Проходят второстепенные персонажи: молочница, добропорядочный мужчина, добропорядочная женщина;
они делают осязаемой атмосферу тоски и сожаления, останавливают внимание на этом всюду разлитом чувстве, яснее выражают идею, подобно низким, словно зависшим в воздухе, нотам аккорда.
Описание дома дано со всеми его характерными признаками, его обитателями и их причудами. Чувствуется, что судьбы всех персонажей смешаны, связаны, как у потерпевших крушение на затонувшем корабле. Вся пьеса напоминает некий замкнутый мир, и кружение жизни вокруг него нарушено ясно видимой трещиной.
Персонажи разговаривают с привидениями, и привидения им отвечают. Такое впечатление, что у каждого есть свое собственное привидение. Иногда кажется, что какой-то персонаж, почувствовав невидимое рядом с собой, изо всех сил желает не стать в свою очередь невидимым для других, когда, например, в какой-то момент сбегаются и делаются видимыми его собственные призраки и начинают разговаривать земными словами, странно связанными со всеми конкретными ролями драмы.
Первый акт заканчивается стремительным нагромождением всевозможных ужасов и позволяет угадать, что драма достигнет кульминации в следующем акте4.
Второй акт
Во втором акте мы оказываемся в таинственной круглой гостиной.
Именно здесь хозяйка дома, став мумией, живущей в стенном шкафу, проводит свои собрания.
Она, возможно, когда-то была любовницей старика, но это уже не имеет никакого значения.
Она вызывает из прошлого старые истории, где самый безответственный и безумный персонаж в действительности оказывается самым ясновидящим и, словно сама судьба, способным все привести к развязке.
Под влиянием мумии ужасный старик распадается и сжимается, превращаясь в скрипучий механизм, своего рода безмозглый автомат. По ходу этого акта мы присутствуем при магической метаморфозе, изменяющей все:
вещи, души и самих людей.
Студент, который хотел войти в дом, и юная девушка, ожидавшая его, ничего об этом не говоря и даже отталкивая его, в конце концов будут вместе.
Третий акт
Студент и юная девушка сталкиваются лицом к лицу. Но все жизненные преграды, все мелкие домашние заботы, прежде всего о еде и питье, короче говоря, весь материальный каркас, груз вещей, столкновение твердых тел, сила тяжести, всеобщее тяготение материи — их еще разделяет. В сущности, освобождение приходит только в смерти.

_____

# [Что сделать]
Продолжите, пожалуйста, текст о пьесе выше, начав сразу после его последнего предложения. Эти данные никак не связаны с текстом о пьесе.

# [Исходные данные]
_____

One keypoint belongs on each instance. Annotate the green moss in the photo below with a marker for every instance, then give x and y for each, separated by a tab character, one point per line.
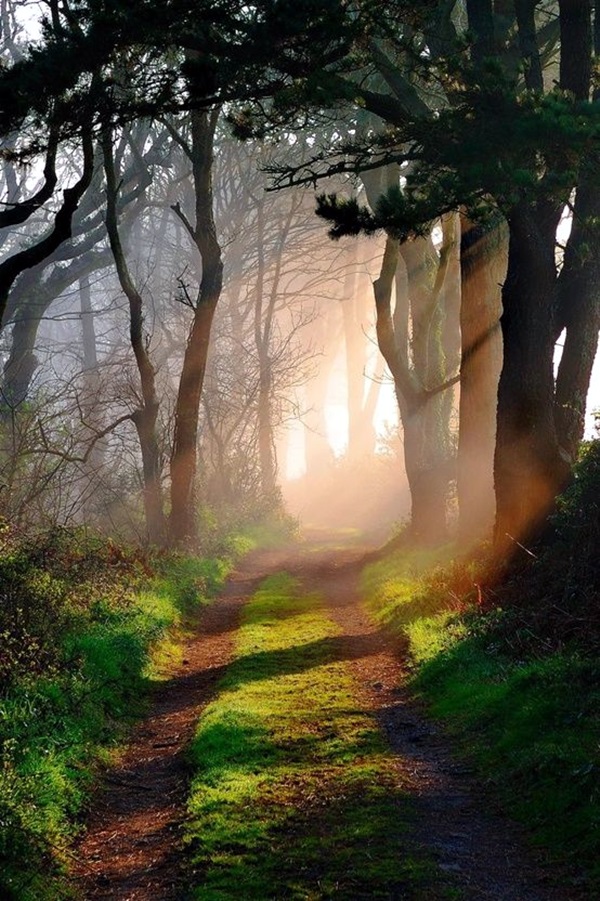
529	721
107	644
295	795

_____

# [Ответ]
Пьеса заканчивается этой буддистской мыслью, что, кстати, является и одним из ее недостатков. Но таким образом она становится ясной для той части публики, у которой бессознательное в чистом виде вызвало бы только страх.
К тому же постановка может обнажить религиозный смысл этого заключения, подчеркивая плотность и выпуклость всего остального.
ПЕРВЫЙ АКТ
Декорации
Слева по диагонали открывается фасад дома, верхняя часть которого теряется за колосниками.
Все детали, упомянутые Стриндбергом, будут даны рельефно, причем некоторые из них получат особое значение, например «глазок в двери», обозначенный сильным световым пятном, будет привлекать внимание с самого начала5.
Декорации по большей части будут превышать свои естественные размеры.
Справа дана рельефно часть фонтана, может быть, с настоящей водой. Мощеная улица должна идти вверх, пока ее не скроет гребень крыши, она дана тоже рельефно, как на павильонных съемках. В глубине этой идущей вверх улицы будут видны фасады нескольких домов. Должно быть ощущение, что около дома с крышей, в глубине сцены, течет вода. На заднике будет открытое небо сине-зеленого цвета, похожее на море, вызывающее чувство бесконечности.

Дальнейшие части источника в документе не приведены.